What is expected: Write the next part of the review of the PMCU driver patch, picking up right after its final comment.

Passage:
As this is used in various places that are only loosely assocated
with this register, I'd just rename it HISI_PMCU_MAX_EVN_LEN.
Similar probably applies to some of these others.

> +#define HISI_PMCU_FSM_CFG_MAX_NR_LOOP	255
> +#define HISI_PMCU_FSM_CFG_MAX_NR_PMU	8
> +#define HISI_PMCU_FSM_CFG_MAX_NR_PMU_C	5
> +#define HISI_PMCU_WAIT_CNT_DEFAULT	0x249F0
> +#define HISI_PMCU_FSM_CTRL_TRIGGER	BIT(0)
> +#define HISI_PMCU_FSM_BRK_BRK		BIT(0)
> +#define HISI_PMCU_COMP_HPMN_THR		3
> +#define HISI_PMCU_COMP_ENABLE		BIT(0)
> +#define HISI_PMCU_INT_DONE		BIT(0)
> +#define HISI_PMCU_INT_BRK		BIT(1)
> +#define HISI_PMCU_INT_ALL		GENMASK(1, 0)
> +#define HISI_PMCU_PMCR_DEFAULT		0xC1

How is this related to the architecture defined PMCR register?
Or just a coincidence of naming?

Either way, I'm assuming 0xC1 is probably multiple fields so if
possible can we break this down further with defines to show
where the value comes from.


> +#define HISI_PMCU_PMCCFILTR_MSK		GENMASK(31, 24)
...

> +/**
> + * struct hisi_pmcu_events - PMCU events and sampling configuration
> + * @nr_pmu:		number of core PMU counters that run in parallel
> + * @padding:		number of padding events in a sample
> + * @nr_ev:		number of events passed by users in a sample
> + * @nr_ev_per_sample:	number of events passed to hardware for a sample
> + *			This equals nr_ev + padding and should be evenly
> + *			divisible by nr_pmu.
> + * @max_sample_loop:	max number of samples that can be done in a loop
> + * @ev_len:		event length for hardware to read in a loop
> + * @nr_loop:		number of loops in one trigger
> + * @comp_mode:		compatibility mode
> + * @nr_sample:		number of samples that the current trigger takes
> + * @nr_pending_sample:	number of pending samples
> + * @subsample_size:	size of a subsample
> + * @sample_size:	size of a sample
> + * @output_size:	size of output from one trigger
> + * @sample_period:	sample period passed to hardware
> + * @nr_cpu:		number of hardware threads (logical CPUs)
> + * @events:		event IDs passed from users

Maybe say what they are for rather than where they come from?
event IDs to sample.

Supplied data:
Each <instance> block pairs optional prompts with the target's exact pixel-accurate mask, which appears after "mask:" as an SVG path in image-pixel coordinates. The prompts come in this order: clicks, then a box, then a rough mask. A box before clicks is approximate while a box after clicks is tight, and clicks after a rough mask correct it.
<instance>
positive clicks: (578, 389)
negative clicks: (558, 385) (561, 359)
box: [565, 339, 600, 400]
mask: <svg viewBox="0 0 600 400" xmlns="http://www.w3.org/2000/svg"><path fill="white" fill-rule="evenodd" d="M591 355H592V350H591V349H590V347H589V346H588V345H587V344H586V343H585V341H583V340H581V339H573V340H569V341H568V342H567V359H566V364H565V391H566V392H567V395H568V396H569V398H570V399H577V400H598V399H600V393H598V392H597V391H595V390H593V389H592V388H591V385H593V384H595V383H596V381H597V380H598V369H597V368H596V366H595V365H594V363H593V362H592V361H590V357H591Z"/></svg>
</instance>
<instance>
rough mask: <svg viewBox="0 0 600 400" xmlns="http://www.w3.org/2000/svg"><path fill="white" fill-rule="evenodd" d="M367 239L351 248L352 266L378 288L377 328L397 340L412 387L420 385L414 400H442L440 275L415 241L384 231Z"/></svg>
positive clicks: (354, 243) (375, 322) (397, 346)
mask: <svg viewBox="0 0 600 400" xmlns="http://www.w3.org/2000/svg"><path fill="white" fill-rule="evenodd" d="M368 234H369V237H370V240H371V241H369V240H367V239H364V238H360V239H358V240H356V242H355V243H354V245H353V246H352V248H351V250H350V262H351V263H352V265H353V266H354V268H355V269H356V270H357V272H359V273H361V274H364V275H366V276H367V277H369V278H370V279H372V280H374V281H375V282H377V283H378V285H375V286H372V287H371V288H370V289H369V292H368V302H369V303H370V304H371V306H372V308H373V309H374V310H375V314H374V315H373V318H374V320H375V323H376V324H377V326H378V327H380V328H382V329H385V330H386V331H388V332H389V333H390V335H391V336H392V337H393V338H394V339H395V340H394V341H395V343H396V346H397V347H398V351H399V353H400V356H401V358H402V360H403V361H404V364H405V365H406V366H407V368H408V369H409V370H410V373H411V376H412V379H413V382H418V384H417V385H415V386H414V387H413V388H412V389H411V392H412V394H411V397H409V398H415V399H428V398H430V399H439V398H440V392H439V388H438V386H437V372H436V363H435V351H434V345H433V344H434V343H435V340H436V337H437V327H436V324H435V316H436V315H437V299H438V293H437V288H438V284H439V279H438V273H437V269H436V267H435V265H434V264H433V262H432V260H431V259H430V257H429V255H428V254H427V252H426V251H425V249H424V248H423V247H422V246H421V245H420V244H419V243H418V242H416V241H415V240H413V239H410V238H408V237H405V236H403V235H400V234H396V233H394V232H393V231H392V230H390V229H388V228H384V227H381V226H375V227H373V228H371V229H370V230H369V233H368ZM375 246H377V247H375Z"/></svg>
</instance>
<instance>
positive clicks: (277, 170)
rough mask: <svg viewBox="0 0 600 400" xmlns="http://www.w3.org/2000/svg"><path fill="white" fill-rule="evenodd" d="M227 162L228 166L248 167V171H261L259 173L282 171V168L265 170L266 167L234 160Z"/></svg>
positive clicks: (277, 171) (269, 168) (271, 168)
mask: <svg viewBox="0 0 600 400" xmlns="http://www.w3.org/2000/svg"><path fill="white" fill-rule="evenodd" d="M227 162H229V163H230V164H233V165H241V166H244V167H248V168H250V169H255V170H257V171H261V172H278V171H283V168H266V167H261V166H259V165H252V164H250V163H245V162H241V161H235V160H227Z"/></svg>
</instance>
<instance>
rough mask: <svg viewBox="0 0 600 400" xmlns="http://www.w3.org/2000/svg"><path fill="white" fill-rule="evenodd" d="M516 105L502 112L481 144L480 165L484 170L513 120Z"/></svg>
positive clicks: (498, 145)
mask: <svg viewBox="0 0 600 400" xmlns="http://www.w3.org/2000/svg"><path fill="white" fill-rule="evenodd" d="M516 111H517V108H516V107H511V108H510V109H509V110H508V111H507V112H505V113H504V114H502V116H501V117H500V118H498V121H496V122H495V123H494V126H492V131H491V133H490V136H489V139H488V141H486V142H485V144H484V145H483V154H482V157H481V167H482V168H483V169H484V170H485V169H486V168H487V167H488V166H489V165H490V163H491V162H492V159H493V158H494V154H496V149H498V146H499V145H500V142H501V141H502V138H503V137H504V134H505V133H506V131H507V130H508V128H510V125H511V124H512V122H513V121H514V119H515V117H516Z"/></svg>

Solved problem:
> + */
> +struct hisi_pmcu_events {
> +	u8 nr_pmu;
> +	u8 padding;
> +	u8 nr_ev;
> +	u8 nr_ev_per_sample;
> +	u8 max_sample_loop;
> +	u8 ev_len;
> +	u8 nr_loop;
> +	u8 comp_mode;

Could you use the enum hisi_pmcu_comp_mode type for this?

> +	u32 nr_sample;
> +	u32 nr_pending_sample;
> +	u32 subsample_size;
> +	u32 sample_size;
> +	u32 output_size;
> +	u32 sample_period;
> +	u32 nr_cpu;
> +	u32 events[HISI_PMCU_FSM_CFG_MAX_EV_LEN];
> +};
> +

...


> +static const struct attribute_group hisi_pmcu_format_attr_group = {
> +	.name = "format",
> +	.attrs = hisi_pmcu_format_attrs,
> +};
> +
> +static ssize_t monitored_cpus_show(struct device *dev,
> +				   struct device_attribute *attr, char *buf)
> +{
> +	struct hisi_pmcu *hisi_pmcu = to_hisi_pmcu(dev_get_drvdata(dev));
> +
> +	return sysfs_emit(buf, "%d-%d\n",
> +			  cpumask_first(&hisi_pmcu->cpus),
> +			  cpumask_last(&hisi_pmcu->cpus));

What does this do about offline CPUs?
Should it include them or not?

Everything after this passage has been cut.